● **PROBLEM TO SOLVE**
Could you extract every line of the listing below and copy each one out word for word?
**** GIVEN RECORDS ****
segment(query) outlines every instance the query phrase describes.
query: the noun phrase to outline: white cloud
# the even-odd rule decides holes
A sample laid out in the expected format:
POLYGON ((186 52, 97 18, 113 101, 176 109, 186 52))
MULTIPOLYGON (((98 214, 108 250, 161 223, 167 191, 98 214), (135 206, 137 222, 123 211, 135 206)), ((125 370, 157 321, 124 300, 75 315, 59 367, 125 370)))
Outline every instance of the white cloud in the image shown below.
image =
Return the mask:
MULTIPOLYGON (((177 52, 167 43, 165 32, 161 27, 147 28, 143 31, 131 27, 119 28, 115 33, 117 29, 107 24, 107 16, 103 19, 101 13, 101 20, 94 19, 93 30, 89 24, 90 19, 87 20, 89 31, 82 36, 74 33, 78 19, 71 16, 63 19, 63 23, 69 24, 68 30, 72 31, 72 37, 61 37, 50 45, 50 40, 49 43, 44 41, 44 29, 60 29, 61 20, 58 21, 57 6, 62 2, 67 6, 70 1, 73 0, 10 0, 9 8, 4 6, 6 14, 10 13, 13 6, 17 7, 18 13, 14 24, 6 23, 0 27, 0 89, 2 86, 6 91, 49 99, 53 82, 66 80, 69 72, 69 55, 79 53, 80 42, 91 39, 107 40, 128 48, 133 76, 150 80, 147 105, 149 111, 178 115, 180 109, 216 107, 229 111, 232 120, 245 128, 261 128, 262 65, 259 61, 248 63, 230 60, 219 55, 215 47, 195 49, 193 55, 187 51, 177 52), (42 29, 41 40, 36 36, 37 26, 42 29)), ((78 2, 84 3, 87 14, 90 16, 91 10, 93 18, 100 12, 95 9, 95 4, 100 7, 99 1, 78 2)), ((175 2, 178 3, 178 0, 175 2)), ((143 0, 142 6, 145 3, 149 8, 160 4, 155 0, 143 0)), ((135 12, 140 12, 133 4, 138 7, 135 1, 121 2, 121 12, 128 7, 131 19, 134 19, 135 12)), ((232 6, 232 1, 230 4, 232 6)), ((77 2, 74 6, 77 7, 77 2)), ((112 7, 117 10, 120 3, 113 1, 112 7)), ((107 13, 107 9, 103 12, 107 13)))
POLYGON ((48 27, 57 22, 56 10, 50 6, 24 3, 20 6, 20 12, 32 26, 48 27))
****
● **TASK RESPONSE**
segment(query) outlines every instance the query phrase describes.
query: the noun phrase to outline: white cloud
# the even-odd rule decides holes
A sample laid out in the expected format:
POLYGON ((186 52, 97 18, 113 101, 176 109, 186 52))
MULTIPOLYGON (((98 214, 108 250, 161 223, 167 191, 98 214), (135 206, 137 222, 123 211, 135 206)), ((125 370, 157 321, 124 300, 75 315, 59 367, 125 370)))
Outline every instance of the white cloud in the image shown below.
image =
Return the mask:
MULTIPOLYGON (((177 52, 167 43, 165 32, 161 27, 147 28, 143 31, 131 27, 119 28, 115 33, 117 29, 107 24, 107 16, 103 19, 101 13, 101 20, 94 19, 93 30, 89 24, 90 19, 87 20, 89 31, 82 36, 74 33, 78 19, 71 16, 63 19, 63 23, 69 24, 68 30, 72 31, 72 37, 61 37, 50 45, 50 40, 49 43, 44 41, 44 29, 60 29, 61 20, 58 21, 57 6, 62 2, 67 6, 70 1, 73 0, 10 0, 9 8, 4 6, 6 14, 10 13, 13 6, 17 7, 18 13, 14 24, 6 23, 0 27, 0 89, 2 86, 6 91, 49 99, 53 82, 66 80, 69 72, 69 55, 79 53, 80 42, 91 39, 107 40, 128 48, 133 76, 150 80, 147 105, 149 111, 178 115, 180 109, 216 107, 229 111, 232 120, 245 128, 261 128, 262 65, 259 61, 248 63, 230 60, 219 55, 215 47, 195 49, 193 55, 187 51, 177 52), (42 29, 41 40, 36 36, 37 26, 42 29)), ((78 2, 84 3, 87 14, 90 16, 91 10, 93 18, 100 12, 95 9, 95 4, 100 7, 99 1, 78 2)), ((175 2, 178 3, 178 0, 175 2)), ((143 0, 142 6, 145 3, 149 8, 160 4, 155 0, 143 0)), ((135 12, 140 12, 133 4, 138 7, 135 1, 121 2, 121 12, 128 7, 131 19, 134 19, 135 12)), ((232 6, 232 1, 230 4, 232 6)), ((77 2, 74 6, 77 7, 77 2)), ((112 7, 117 10, 120 3, 113 1, 112 7)), ((107 13, 107 9, 103 12, 107 13)))
POLYGON ((48 27, 57 22, 56 10, 50 6, 24 3, 20 6, 20 12, 32 26, 48 27))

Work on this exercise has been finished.